### Request
Lay out every line of the entries below as a Markdown table with the columns "Line" and "Text", numbering the rows in order and skipping blank lines. Leave the pictures out of the table.

### Data listing
(begin)

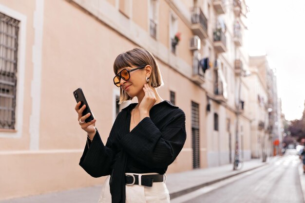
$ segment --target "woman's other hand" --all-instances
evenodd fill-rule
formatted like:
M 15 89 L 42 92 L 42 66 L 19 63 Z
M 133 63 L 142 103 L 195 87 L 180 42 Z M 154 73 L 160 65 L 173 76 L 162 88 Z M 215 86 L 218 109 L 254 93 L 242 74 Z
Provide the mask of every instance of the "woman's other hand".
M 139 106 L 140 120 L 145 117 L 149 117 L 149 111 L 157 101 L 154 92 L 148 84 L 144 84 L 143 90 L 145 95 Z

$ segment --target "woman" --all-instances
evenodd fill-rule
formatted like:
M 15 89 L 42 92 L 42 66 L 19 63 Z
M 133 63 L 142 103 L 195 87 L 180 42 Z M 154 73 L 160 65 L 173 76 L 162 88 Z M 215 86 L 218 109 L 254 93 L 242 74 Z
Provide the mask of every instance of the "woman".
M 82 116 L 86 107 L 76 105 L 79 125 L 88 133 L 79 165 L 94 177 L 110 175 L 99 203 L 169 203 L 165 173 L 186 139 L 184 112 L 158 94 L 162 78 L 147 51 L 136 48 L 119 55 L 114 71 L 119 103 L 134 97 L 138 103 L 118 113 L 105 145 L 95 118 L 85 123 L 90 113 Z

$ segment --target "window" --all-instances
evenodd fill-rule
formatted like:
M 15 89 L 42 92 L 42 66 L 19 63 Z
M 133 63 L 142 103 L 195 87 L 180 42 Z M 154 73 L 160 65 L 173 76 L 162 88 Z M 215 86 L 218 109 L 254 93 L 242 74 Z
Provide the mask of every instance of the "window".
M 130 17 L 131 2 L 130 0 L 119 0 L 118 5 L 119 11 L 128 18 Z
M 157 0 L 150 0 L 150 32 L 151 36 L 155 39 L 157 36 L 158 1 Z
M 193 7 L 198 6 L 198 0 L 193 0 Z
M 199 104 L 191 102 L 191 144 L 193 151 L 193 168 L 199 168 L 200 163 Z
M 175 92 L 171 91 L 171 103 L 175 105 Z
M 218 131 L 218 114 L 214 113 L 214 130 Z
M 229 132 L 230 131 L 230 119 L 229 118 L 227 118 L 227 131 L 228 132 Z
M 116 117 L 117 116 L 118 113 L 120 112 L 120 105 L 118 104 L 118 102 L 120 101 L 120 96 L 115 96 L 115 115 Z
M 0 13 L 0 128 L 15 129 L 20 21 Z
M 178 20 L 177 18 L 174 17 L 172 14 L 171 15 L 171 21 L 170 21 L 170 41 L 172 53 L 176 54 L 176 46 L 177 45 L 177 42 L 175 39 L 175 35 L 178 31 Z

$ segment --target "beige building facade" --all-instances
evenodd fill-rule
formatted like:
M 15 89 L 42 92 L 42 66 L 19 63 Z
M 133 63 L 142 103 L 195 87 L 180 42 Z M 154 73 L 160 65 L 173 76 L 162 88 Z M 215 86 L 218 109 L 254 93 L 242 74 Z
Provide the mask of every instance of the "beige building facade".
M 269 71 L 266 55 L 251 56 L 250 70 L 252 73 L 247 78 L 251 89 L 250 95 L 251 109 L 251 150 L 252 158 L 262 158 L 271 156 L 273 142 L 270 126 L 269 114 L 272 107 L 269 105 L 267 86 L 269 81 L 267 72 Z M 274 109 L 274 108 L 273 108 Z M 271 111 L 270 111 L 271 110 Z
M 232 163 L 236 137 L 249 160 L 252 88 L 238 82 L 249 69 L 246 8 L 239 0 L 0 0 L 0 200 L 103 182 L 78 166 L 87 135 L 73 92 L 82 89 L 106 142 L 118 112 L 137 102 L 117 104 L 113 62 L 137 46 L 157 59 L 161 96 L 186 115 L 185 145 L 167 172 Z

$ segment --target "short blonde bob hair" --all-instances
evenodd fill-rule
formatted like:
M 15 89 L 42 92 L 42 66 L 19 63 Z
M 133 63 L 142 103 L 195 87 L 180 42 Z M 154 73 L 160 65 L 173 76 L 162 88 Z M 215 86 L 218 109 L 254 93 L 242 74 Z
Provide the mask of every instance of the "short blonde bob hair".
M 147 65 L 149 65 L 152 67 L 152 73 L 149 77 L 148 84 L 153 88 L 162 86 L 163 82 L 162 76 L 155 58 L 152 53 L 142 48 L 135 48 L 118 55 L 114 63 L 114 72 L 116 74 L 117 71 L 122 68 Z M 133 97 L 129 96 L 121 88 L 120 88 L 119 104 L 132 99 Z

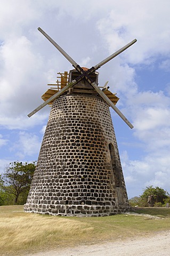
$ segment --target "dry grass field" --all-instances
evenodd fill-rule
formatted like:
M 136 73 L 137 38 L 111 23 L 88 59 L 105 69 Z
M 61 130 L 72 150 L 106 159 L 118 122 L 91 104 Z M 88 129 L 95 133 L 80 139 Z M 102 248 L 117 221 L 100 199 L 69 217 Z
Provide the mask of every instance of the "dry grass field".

(end)

### Complete answer
| Line | Text |
|---|---|
| 1 | $ segment --target "woman's other hand" --all-instances |
| 2 | evenodd fill-rule |
| 3 | formatted like: |
| 4 | M 15 89 L 42 92 L 42 66 L 19 63 Z |
| 5 | M 133 63 L 142 103 L 195 87 L 180 42 Z M 154 73 L 160 65 L 173 76 L 162 88 Z M 215 86 L 218 109 L 254 93 L 242 74 Z |
| 6 | Provide the mask of every instance of the "woman's other hand". |
| 7 | M 139 106 L 140 120 L 145 117 L 149 117 L 149 111 L 157 101 L 154 92 L 148 84 L 144 84 L 143 90 L 145 95 Z |
| 8 | $ segment --target "woman" --all-instances |
| 9 | evenodd fill-rule |
| 10 | formatted like: |
| 11 | M 15 89 L 42 92 L 42 66 L 19 63 Z |
| 12 | M 133 63 L 142 103 L 195 87 L 180 42 Z M 154 73 L 160 65 L 173 76 L 162 88 Z M 215 86 L 218 109 L 254 93 L 242 74 Z |
| 13 | Provide the mask of every instance of the "woman". |
| 14 | M 82 116 L 86 107 L 76 105 L 79 125 L 88 133 L 79 165 L 94 177 L 110 175 L 99 203 L 169 203 L 165 173 L 186 139 L 184 112 L 158 94 L 162 78 L 147 51 L 136 48 L 119 55 L 114 71 L 119 103 L 134 97 L 138 103 L 118 113 L 105 145 L 95 118 L 85 123 L 90 113 Z |
| 15 | $ segment --target "window" --all-instances |
| 16 | evenodd fill-rule |
| 17 | formatted like: |
| 18 | M 15 89 L 42 92 L 42 66 L 19 63 Z |
| 19 | M 133 63 L 142 103 L 195 87 L 180 42 Z M 154 73 L 160 65 L 173 76 L 162 88 Z M 215 86 L 218 109 L 254 93 L 242 74 Z |
| 20 | Provide the mask of every instance of the "window". |
| 21 | M 130 17 L 131 2 L 130 0 L 119 0 L 118 5 L 119 11 L 128 18 Z |
| 22 | M 157 0 L 150 0 L 150 32 L 151 36 L 155 39 L 157 36 L 158 1 Z |
| 23 | M 193 7 L 198 6 L 198 0 L 193 0 Z |
| 24 | M 199 104 L 191 102 L 191 144 L 193 151 L 193 168 L 199 168 L 200 163 Z |
| 25 | M 175 92 L 171 91 L 171 103 L 175 105 Z |
| 26 | M 218 131 L 218 114 L 214 113 L 214 130 Z |
| 27 | M 229 132 L 230 131 L 230 119 L 229 118 L 227 118 L 227 131 L 228 132 Z |
| 28 | M 116 117 L 117 116 L 118 113 L 120 112 L 120 105 L 118 104 L 118 102 L 120 101 L 120 96 L 115 96 L 115 115 Z |
| 29 | M 0 13 L 0 128 L 15 129 L 20 21 Z |
| 30 | M 178 20 L 177 18 L 174 17 L 172 14 L 171 15 L 171 21 L 170 21 L 170 41 L 172 53 L 176 54 L 176 46 L 177 45 L 177 42 L 175 39 L 175 35 L 178 31 Z |
| 31 | $ segment --target "beige building facade" --all-instances |
| 32 | evenodd fill-rule |
| 33 | formatted like: |
| 34 | M 15 89 L 42 92 L 42 66 L 19 63 Z |
| 35 | M 133 63 L 142 103 L 195 87 L 180 42 Z M 154 73 L 160 65 L 173 76 L 162 88 Z M 215 86 L 218 109 L 254 93 L 242 74 Z |
| 36 | Provide the mask of every instance of the "beige building facade". |
| 37 | M 269 71 L 266 55 L 251 56 L 250 70 L 252 73 L 247 78 L 251 89 L 250 95 L 251 109 L 251 150 L 252 158 L 262 158 L 271 156 L 273 142 L 270 126 L 269 114 L 272 107 L 269 105 L 267 86 L 269 81 L 267 72 Z M 274 109 L 274 108 L 273 108 Z M 271 111 L 270 111 L 271 110 Z |
| 38 | M 232 163 L 236 137 L 249 160 L 252 88 L 238 82 L 249 69 L 246 8 L 239 0 L 0 0 L 0 200 L 103 182 L 78 166 L 87 135 L 73 92 L 82 89 L 106 142 L 118 112 L 137 102 L 117 104 L 113 62 L 137 46 L 157 59 L 161 96 L 186 115 L 185 145 L 167 172 Z |
| 39 | $ segment --target "short blonde bob hair" --all-instances |
| 40 | evenodd fill-rule |
| 41 | formatted like: |
| 42 | M 15 89 L 42 92 L 42 66 L 19 63 Z |
| 43 | M 133 63 L 142 103 L 195 87 L 180 42 Z M 154 73 L 160 65 L 173 76 L 162 88 Z M 215 86 L 218 109 L 254 93 L 242 74 Z |
| 44 | Provide the mask of every instance of the "short blonde bob hair". |
| 45 | M 147 65 L 149 65 L 152 67 L 152 73 L 149 77 L 148 84 L 153 88 L 162 86 L 163 82 L 162 76 L 155 58 L 152 53 L 142 48 L 135 48 L 118 55 L 114 63 L 114 72 L 116 74 L 117 71 L 122 68 Z M 133 97 L 129 96 L 121 88 L 120 88 L 119 104 L 132 99 Z |
| 46 | $ segment --target "dry grass field" --all-instances |
| 47 | evenodd fill-rule |
| 48 | formatted like: |
| 49 | M 136 73 L 137 38 L 111 23 L 88 59 L 105 69 Z |
| 50 | M 61 130 L 72 150 L 106 159 L 118 122 L 91 104 Z M 88 129 L 95 133 L 80 139 Z M 102 248 L 117 221 L 100 199 L 69 217 Z |
| 51 | Provide the mask of every instance of the "dry grass field". |